### Action item
Look below for the line containing "Query: red baseball cap" and the line containing "Query: blue plastic chair"; repeat exactly those two lines and all lines between them, and nothing else.

-------------------------

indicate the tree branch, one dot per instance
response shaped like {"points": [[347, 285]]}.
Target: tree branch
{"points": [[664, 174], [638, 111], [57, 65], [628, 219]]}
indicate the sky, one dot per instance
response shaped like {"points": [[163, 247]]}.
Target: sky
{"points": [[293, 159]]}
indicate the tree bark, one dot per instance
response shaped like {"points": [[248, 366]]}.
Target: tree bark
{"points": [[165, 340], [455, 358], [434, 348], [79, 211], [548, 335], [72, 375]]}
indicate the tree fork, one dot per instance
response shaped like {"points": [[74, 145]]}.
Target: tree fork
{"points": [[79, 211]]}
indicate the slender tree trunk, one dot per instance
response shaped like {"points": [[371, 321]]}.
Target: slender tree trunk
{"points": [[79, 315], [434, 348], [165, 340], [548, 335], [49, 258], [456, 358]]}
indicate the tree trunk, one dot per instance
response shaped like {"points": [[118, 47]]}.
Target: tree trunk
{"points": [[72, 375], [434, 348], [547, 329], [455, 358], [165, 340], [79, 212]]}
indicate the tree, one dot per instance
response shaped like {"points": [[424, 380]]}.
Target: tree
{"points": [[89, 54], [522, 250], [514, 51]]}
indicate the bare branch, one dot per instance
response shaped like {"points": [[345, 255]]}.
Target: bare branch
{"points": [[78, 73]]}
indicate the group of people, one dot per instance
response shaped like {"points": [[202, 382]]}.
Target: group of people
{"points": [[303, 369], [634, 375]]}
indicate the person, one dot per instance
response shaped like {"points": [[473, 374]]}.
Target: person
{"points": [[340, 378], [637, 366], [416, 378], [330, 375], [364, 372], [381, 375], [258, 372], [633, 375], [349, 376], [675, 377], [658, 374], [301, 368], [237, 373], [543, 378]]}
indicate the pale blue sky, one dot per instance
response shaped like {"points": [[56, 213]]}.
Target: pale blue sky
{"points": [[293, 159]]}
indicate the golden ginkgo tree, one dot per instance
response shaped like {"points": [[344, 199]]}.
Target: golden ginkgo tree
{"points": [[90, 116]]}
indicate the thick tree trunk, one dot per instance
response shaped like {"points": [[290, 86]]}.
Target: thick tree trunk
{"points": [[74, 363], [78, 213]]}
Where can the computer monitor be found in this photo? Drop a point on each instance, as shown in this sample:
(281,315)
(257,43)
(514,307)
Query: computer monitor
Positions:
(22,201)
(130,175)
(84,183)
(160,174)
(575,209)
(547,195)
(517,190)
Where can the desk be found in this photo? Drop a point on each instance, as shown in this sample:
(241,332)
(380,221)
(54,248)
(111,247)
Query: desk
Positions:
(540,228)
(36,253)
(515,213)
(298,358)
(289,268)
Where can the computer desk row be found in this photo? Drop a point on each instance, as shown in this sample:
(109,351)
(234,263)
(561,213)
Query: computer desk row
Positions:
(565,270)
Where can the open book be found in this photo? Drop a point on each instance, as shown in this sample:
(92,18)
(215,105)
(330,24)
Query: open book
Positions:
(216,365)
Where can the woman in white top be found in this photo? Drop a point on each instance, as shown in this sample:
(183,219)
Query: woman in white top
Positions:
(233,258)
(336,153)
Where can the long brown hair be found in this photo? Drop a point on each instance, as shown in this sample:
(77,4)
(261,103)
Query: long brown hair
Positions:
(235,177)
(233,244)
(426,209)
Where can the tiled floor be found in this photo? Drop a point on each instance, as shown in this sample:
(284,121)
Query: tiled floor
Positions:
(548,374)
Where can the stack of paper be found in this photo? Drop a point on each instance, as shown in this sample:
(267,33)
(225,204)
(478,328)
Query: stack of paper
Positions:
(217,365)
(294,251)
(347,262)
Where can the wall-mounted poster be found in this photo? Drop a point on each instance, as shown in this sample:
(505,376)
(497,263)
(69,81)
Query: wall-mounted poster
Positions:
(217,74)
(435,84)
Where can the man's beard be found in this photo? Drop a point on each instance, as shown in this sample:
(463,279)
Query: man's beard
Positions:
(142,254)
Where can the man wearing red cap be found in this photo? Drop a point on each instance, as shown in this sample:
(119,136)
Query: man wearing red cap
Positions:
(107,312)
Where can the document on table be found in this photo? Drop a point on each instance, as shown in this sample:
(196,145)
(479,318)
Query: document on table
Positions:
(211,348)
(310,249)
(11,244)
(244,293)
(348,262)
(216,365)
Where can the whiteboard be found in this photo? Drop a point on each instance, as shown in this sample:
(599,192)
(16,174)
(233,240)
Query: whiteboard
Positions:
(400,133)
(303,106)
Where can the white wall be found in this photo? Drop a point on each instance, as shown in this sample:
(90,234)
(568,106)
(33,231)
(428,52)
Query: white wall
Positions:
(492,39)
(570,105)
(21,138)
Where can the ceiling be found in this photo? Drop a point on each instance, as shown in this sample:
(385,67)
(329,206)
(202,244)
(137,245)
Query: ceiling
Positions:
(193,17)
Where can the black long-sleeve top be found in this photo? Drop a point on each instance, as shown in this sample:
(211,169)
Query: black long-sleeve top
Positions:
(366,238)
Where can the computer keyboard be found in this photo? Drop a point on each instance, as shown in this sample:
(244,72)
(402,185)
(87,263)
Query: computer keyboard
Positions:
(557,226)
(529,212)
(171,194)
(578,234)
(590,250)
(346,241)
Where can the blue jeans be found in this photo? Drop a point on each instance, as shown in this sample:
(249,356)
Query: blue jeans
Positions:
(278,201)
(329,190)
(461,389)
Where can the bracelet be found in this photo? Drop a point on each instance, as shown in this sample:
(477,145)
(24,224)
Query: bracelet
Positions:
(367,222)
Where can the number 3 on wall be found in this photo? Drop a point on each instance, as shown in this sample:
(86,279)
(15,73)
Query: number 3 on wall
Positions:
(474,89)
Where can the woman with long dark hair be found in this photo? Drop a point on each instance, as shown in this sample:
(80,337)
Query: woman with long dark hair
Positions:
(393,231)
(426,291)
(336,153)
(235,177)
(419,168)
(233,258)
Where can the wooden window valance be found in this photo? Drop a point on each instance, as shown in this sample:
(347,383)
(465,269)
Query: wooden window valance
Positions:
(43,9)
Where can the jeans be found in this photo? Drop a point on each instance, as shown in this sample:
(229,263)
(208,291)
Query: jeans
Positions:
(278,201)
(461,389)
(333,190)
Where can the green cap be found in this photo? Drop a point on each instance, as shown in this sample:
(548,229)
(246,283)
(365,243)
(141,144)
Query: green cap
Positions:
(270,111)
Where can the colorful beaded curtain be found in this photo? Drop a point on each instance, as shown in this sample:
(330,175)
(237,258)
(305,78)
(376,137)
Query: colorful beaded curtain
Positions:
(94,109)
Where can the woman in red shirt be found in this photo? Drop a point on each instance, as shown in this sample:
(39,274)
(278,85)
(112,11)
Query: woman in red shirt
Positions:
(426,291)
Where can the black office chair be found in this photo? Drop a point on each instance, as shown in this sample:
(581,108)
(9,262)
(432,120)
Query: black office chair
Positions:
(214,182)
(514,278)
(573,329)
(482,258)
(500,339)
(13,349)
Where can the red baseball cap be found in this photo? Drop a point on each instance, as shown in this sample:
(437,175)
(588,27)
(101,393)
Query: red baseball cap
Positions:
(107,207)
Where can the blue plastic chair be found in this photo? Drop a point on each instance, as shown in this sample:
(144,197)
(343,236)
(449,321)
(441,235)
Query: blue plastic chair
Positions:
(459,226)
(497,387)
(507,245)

-------------------------

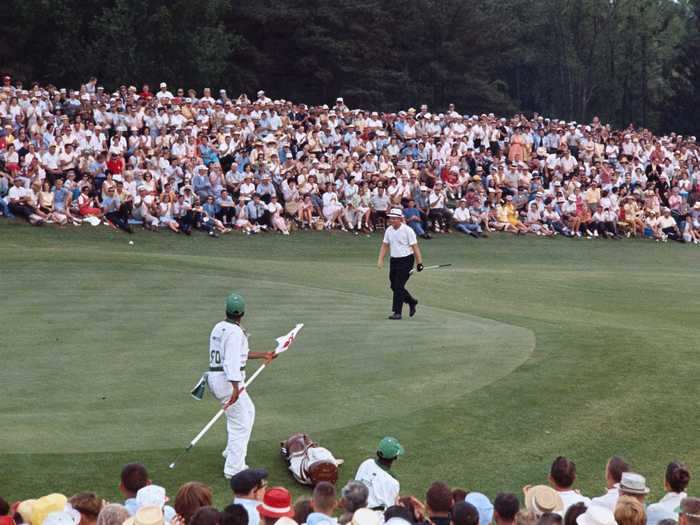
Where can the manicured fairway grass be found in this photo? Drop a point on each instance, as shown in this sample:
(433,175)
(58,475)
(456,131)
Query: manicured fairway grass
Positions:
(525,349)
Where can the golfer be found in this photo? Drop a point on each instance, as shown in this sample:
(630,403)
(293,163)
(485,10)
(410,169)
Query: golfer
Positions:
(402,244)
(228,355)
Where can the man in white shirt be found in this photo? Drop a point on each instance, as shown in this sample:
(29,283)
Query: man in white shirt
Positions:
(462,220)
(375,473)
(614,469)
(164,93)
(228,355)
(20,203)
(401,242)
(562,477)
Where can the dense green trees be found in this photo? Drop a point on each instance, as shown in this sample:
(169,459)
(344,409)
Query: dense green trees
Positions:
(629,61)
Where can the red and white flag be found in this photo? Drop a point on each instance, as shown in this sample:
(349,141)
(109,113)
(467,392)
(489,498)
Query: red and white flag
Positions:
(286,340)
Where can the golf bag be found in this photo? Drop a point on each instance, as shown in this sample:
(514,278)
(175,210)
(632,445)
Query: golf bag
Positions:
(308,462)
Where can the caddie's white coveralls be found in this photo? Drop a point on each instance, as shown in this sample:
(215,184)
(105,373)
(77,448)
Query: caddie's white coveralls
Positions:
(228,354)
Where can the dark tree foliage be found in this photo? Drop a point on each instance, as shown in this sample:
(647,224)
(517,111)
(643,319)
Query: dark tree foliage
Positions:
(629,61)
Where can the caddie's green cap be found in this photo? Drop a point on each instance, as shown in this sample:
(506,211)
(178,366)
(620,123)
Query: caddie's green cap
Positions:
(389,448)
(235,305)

-------------------------

### Solution to this problem
Query: red baseball cap
Positions:
(107,207)
Where can the blue plastic chair be found in this photo? Drop a point on each instance, as shown in this sample:
(144,197)
(343,236)
(449,321)
(441,235)
Query: blue plastic chair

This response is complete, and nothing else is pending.